Items from a data source

* Begin *

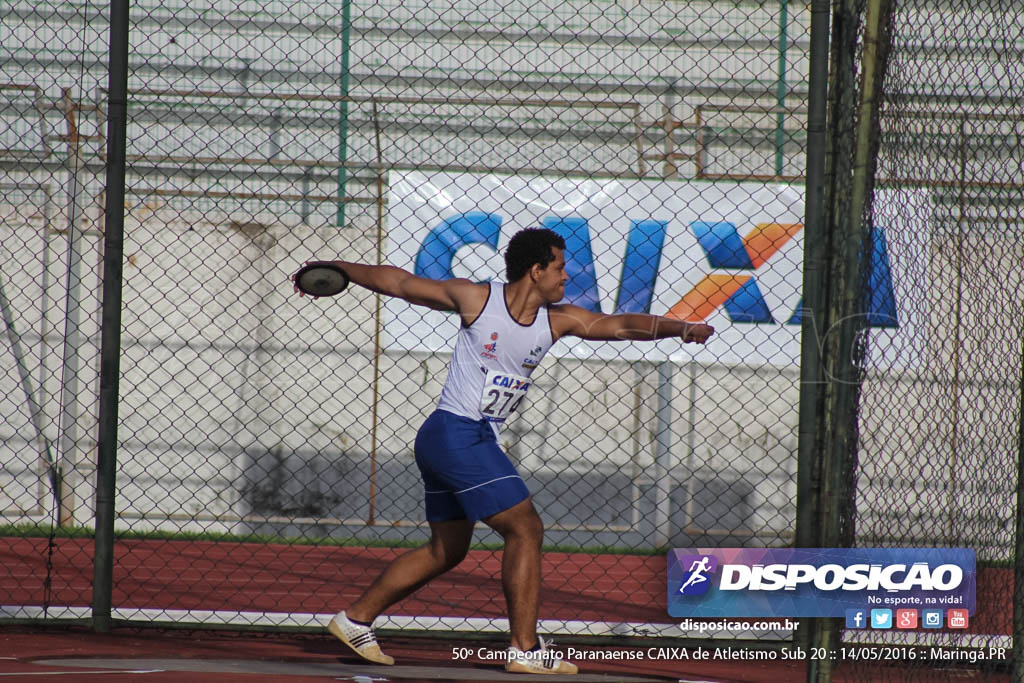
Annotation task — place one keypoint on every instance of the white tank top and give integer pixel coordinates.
(494, 357)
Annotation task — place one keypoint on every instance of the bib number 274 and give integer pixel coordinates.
(502, 395)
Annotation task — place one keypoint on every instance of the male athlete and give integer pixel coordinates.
(506, 330)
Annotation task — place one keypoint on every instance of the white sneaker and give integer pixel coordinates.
(359, 638)
(543, 660)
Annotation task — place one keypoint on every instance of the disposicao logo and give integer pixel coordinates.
(812, 582)
(697, 580)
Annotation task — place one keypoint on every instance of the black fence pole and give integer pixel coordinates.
(812, 377)
(110, 350)
(1018, 640)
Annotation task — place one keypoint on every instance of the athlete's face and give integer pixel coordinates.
(551, 280)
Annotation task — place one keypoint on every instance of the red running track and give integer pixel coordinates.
(245, 577)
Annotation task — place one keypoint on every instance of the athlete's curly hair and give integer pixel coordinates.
(527, 247)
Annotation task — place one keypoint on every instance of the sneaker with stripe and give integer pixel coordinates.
(539, 660)
(359, 638)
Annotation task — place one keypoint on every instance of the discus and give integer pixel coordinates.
(321, 279)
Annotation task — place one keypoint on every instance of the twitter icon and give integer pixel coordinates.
(882, 619)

* End *

Exercise details.
Above are the records; copy exactly the lines from the one with "274 and give integer pixel coordinates." through the final line.

Result of this task.
Annotation task — place one keypoint on every instance of the bib number 274 and give integer pixel coordinates.
(502, 395)
Annotation task — place one keypoint on every instance of the male athlete and give integer pixel coordinates.
(506, 330)
Annotation task — place one keypoint on every instance of the white sneaker and give integer pixel coordinates.
(359, 638)
(543, 660)
Annotation task — place one keypoint on every instance of the disposicao logo and give integer pixel coordinates.
(812, 582)
(697, 580)
Annotation task — place one keypoint on every instance of the black fence pole and give integer pixel coordinates.
(812, 377)
(110, 350)
(1018, 640)
Annotation task — place one keypoint on every instance of the athlete's face and give integer pixel coordinates.
(551, 280)
Annotation task — place one keypoint on every instance of the red running track and give integer pixel coordinates.
(245, 577)
Annotation task — place one keypoint on every instance of the athlete's curly hair and give integer pixel coordinates.
(527, 247)
Annotation task — place one keypoint on every instance of the sneaker with stripe and give integer pixel coordinates.
(539, 660)
(359, 638)
Annotation task — place one keypoint on every instance of the discus and give integer pixel coordinates.
(321, 279)
Annotation task — place one keypoint on every instance of the twitter icon and give integer pixel coordinates.
(882, 619)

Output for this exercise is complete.